## [What to produce]
Repeat the entries exactly as they stand.

*** Records for this task Section Begins ***

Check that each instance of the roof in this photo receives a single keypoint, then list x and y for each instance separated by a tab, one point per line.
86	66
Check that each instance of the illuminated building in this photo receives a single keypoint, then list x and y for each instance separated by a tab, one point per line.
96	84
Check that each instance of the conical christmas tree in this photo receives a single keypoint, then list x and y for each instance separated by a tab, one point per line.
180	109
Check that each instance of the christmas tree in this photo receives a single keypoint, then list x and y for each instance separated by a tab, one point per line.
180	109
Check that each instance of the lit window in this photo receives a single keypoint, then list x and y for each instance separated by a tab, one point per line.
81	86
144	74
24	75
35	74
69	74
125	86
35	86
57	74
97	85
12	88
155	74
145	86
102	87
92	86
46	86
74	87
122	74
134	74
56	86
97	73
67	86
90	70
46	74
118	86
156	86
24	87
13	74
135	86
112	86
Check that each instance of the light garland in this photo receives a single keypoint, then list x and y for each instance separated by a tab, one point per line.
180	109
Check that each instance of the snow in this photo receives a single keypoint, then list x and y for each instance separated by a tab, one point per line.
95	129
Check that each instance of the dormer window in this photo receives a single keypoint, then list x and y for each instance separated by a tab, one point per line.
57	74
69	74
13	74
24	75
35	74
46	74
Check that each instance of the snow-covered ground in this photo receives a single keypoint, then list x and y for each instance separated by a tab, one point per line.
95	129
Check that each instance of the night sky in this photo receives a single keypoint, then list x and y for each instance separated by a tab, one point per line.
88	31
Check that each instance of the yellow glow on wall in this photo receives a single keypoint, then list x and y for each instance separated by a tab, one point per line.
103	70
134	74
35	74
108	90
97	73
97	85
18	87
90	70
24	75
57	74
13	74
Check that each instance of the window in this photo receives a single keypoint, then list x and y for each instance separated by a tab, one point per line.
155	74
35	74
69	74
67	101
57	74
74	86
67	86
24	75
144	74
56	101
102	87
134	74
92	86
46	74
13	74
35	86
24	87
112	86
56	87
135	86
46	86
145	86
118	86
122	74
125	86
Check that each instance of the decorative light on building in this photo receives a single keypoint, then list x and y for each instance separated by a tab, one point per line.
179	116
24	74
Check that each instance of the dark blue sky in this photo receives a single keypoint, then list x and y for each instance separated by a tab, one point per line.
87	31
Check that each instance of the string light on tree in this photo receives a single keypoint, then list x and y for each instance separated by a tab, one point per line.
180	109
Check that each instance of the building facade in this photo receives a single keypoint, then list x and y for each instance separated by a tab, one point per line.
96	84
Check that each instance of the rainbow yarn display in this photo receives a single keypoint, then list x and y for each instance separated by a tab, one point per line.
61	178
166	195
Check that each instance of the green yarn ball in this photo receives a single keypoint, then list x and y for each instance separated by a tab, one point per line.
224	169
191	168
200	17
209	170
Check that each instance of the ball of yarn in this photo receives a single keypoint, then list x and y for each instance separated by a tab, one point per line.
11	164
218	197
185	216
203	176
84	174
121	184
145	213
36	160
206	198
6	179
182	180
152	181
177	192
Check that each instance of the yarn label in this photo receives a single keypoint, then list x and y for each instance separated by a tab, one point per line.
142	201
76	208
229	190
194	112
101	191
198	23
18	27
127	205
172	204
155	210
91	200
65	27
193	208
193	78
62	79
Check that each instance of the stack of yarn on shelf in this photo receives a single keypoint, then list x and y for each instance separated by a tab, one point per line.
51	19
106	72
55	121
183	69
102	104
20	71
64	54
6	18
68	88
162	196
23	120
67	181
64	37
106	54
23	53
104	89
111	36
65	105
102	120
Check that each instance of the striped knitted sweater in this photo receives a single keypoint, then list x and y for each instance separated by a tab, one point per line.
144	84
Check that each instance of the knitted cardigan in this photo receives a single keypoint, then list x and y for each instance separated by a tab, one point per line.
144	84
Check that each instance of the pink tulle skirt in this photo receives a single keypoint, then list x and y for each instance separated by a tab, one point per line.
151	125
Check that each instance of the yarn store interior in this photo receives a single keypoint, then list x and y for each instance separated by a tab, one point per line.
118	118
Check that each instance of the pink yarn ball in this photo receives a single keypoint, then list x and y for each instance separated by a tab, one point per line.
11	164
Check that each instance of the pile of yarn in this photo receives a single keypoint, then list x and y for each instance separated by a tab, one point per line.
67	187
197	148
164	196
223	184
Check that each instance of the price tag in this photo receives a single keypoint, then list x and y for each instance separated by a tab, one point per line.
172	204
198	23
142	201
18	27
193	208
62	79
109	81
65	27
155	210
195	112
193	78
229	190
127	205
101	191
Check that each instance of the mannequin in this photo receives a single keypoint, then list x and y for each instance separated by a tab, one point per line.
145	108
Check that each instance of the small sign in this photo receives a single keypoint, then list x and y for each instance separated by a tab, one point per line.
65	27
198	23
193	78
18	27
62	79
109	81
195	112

*** Records for this task Section Ends ***

## [Completed exercise]
Check that each instance of the roof in this photo receives a single keypoint, then list x and y for each instance separated by a tab, one point per line.
86	66
Check that each instance of the illuminated building in this photo receives a single keypoint, then list x and y for each instance separated by a tab, one point per line.
96	84
Check that each instance of the conical christmas tree in this photo receives a single keypoint, then list x and y for each instance separated by a tab, one point per line.
180	109
Check that each instance of the christmas tree in this photo receives a single keypoint, then list x and y for each instance separated by a tab, one point per line.
180	109
Check that each instance of the lit window in this photo receives a single keypoint, then list x and y for each instance separated by a tab, one point per line.
81	86
144	74
24	75
35	74
69	74
125	86
35	86
57	74
97	85
12	88
155	74
145	86
102	87
92	86
46	86
74	87
122	74
134	74
56	86
97	73
67	86
90	70
46	74
118	86
156	86
24	87
13	74
135	86
112	86
Check that each instance of the light garland in this photo receives a single keypoint, then list x and y for each instance separated by a tab, one point per line.
180	109
Check that each instance of the snow in this photo receives a single keypoint, then list x and y for each instance separated by a tab, one point per line.
95	129
Check that each instance of the dormer window in this photo receives a single keypoint, then list x and y for each instance separated by a tab, one point per line.
57	74
69	74
13	74
24	75
35	74
46	74
Check that each instance of the snow-covered ground in this photo receives a single keypoint, then list x and y for each instance separated by a tab, one point per line.
95	129
Check that each instance of the night sky in this photo receives a single keypoint, then list x and y for each instance separated by a tab, one point per line.
88	31
Check that each instance of the yellow glow on wall in this photo receives a single keypoint, then list x and y for each instance separated by a tab, one point per line.
103	70
134	74
35	74
108	90
97	73
97	85
18	87
90	70
24	75
57	74
13	74
Check that each instance of the window in this photo receives a single keypoint, then list x and y for each instance separated by a tab, one point per line.
155	74
35	74
69	74
67	101
57	74
74	86
67	86
24	75
144	74
56	101
102	87
134	74
92	86
46	74
13	74
35	86
24	87
112	86
56	87
135	86
46	86
145	86
118	86
122	74
125	86
Check that each instance of the decorative light on building in this photo receives a single keypoint, then list x and y for each instance separated by a tab, one point per line.
179	116
24	74
Check that each instance of the dark blue sky in this photo receives a single keypoint, then list x and y for each instance separated by a tab, one point per line.
87	31
Check that each instance of the string light on tree in this photo receives a single keypoint, then list x and y for each instance separated by a tab, one point per line.
180	109
Check that each instance of the building facade in this photo receives a single keypoint, then list x and y for each instance separated by a tab, one point per line.
96	84
Check that each instance of the rainbow yarn display in this photo receives a single keypoint, then list x and y for each instance separated by a tab, one point per line.
61	178
166	195
Check that each instance of the green yarn ball in this photo receives a single keypoint, then list x and y for each instance separated by a tab, one point per line.
224	169
191	168
200	17
209	170
Check that each instance of the ball of yarn in this photo receives a single keypoint, then list x and y for each instance separated by a tab, one point per line.
11	164
218	197
185	216
203	176
84	174
121	184
145	213
36	160
206	198
6	179
182	180
152	181
177	192
Check that each instance of the yarn label in this photo receives a single keypoint, then list x and y for each instance separated by a tab, one point per line.
142	201
76	208
229	190
194	112
101	191
198	23
18	27
127	205
172	204
155	210
91	200
65	27
193	208
193	78
62	79
Check that each instance of the stack of yarn on shelf in this photo receives a single keypoint, then list x and y for each instance separated by a tab, one point per line.
51	19
106	72
55	121
183	69
102	104
20	71
64	54
6	18
68	88
162	196
23	120
67	181
64	37
106	54
23	53
104	89
111	36
65	105
102	120
Check that each instance of the striped knitted sweater in this photo receives a single keypoint, then list x and y for each instance separated by a tab, one point per line.
144	84
Check that each instance of the knitted cardigan in this photo receives a single keypoint, then list x and y for each instance separated by a tab, one point per line.
144	84
Check that each instance of the pink tulle skirt in this photo receives a single keypoint, then list x and y for each instance separated by a tab, one point per line.
151	125
Check that each instance of the yarn store interior in this photo receives a single keypoint, then list x and y for each instance separated by a tab, one point per line.
118	118
Check that each instance of the pink yarn ball in this photo receives a single keypoint, then list x and y for each instance separated by a tab, one point per line.
11	164
Check that each instance of the pile of yarn in this photo receives a single keypoint, then list x and y for each instance separated by a tab, one point per line.
67	187
197	148
164	196
223	184
Check that each instance of the price tag in this photo receives a single keypoint, then list x and y for each instance separated by a tab, one point per line.
172	204
198	23
142	201
18	27
193	208
62	79
109	81
65	27
155	210
195	112
193	78
229	190
127	205
101	191
Check that each instance of the mannequin in this photo receives a single keypoint, then list x and y for each instance separated by a tab, one point per line.
145	108
Check that each instance of the small sign in this photo receives a single keypoint, then list x and y for each instance separated by a tab, one point per line.
65	27
198	23
193	78
18	27
62	79
109	81
195	112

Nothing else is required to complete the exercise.